Появляется из толпы солдат. Этот – из Питера, только с революции. Он очень речист.
– Москва не годится супротив Петрограда. Нет никакой интеллигенции. Как стал функционировать по улицам, – сразу увидал. Совсем для Питера контрактаст!
Этот всему научит. Знает, почему кожи нет: немцы всю до войны скупили, и каждой коже надо три года «травиться».
– Всю Расею разули… – говорит квелый старик, поднимая ногу в обледенелом лапте, – Лапотки три целковых… Хлаг веселый, а ноги мерзнут.
– Дедко, до-мой!.. – тянет его за рукав девочка. – Пальники плачут…
– Погодь, Манька. Праздник, вишь какой хлаг веселый!
– Скепический старик! – говорит солдат. – Такую язву да на учредительное собрание! Думают посылать. Надо людей развитых в специальном образовании и прикладных науках; самоопределение надо понимать.
Что же творится в просторах, – и там, и там! Пусть задумаются над этим.
На ст. Барыш узнаю, что неподалеку, верстах в 12, – имение и фабрики Протопопова. Народу немного, – работают фабрики его и акчуринские, в 3 верстах.
– Ну, как Протопопов? – спрашивает усмешливо один из солдат-делегатов у тощего, остроносого мужика.
– Одеть бы его, – резко выкрикивает мужичок, – в полную солдатскую амуницию, да пригнать его сюда на рассмотрение.
Семья Протопопова живет здесь. Как помещиками ими Довольны. Ничего господа. Ни в имении, ни на фабрике ничего не тронуто.
– Стражи-то у него много было?
– У каждого хорошего господина стража имеется. Секретный от Протопопова циркуляр был, – можете и на свой счет добавлять стражников, своих нужных людей, чтоб от войны ослободить. Ну, богатые и ослободили. Для прилику он – стражник, а при хозяевах остается.
Залитые огнями, уходят в черноту ненастной ночи громадные корпуса акчуринских суконных фабрик. На оборону работают.
Полное солнца утро. Весна, весна! Слышно, за окнами шумит она, еще белая, вся в снегу, но уже играющая ручьями, петушиными криками, гамом грачей. Вон они, в березах и тополях, над фиолетовыми садами.

ИСХОДНЫЕ ДАННЫЕ>
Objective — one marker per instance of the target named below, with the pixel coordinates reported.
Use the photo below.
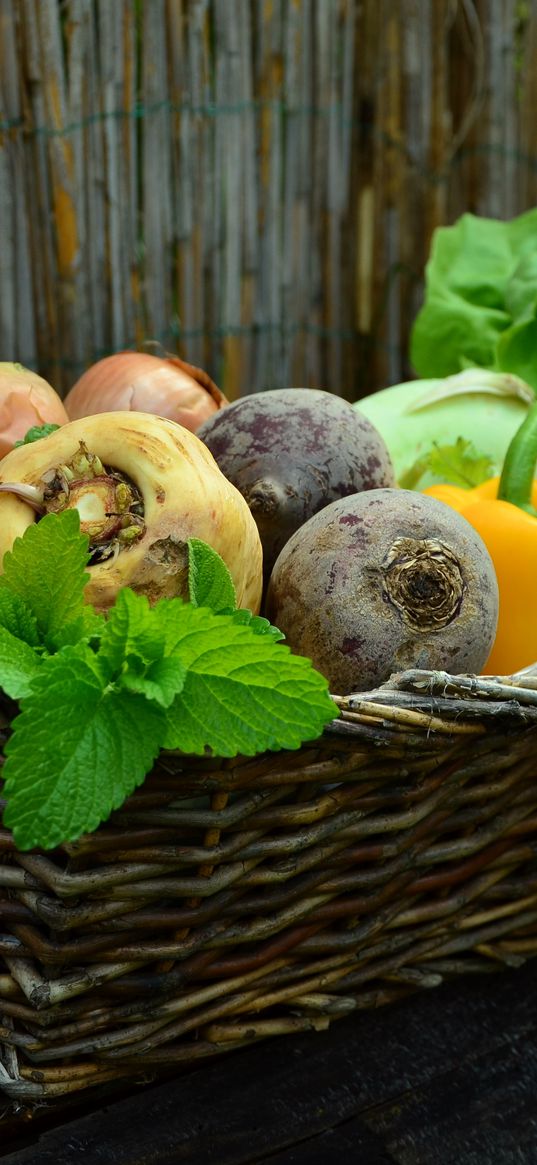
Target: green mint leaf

ЗАДАНИЕ 1>
Ответьте по отрывку на три вопроса:
(a) Откуда приехал речистый солдат, который появляется из толпы?
(b) Сколько, по словам старика в лаптях, стоят лапотки?
(c) На каком расстоянии от станции Барыш находятся имение и фабрики Протопопова?
ЗАДАНИЕ 2> Перепишите дословно часть отрывка, начиная со слов «Семья Протопопова живет» и заканчивая словами «На оборону работают.».
Приведенные данные здесь не понадобятся.

ПОЛНЫЙ ОТВЕТ 1>
(a) Из Питера.
(b) Три целковых.
(c) Верстах в 12.

ПОЛНЫЙ ОТВЕТ 2>
Семья Протопопова живет здесь. Как помещиками ими Довольны. Ничего господа. Ни в имении, ни на фабрике ничего не тронуто.
– Стражи-то у него много было?
– У каждого хорошего господина стража имеется. Секретный от Протопопова циркуляр был, – можете и на свой счет добавлять стражников, своих нужных людей, чтоб от войны ослободить. Ну, богатые и ослободили. Для прилику он – стражник, а при хозяевах остается.
Залитые огнями, уходят в черноту ненастной ночи громадные корпуса акчуринских суконных фабрик. На оборону работают.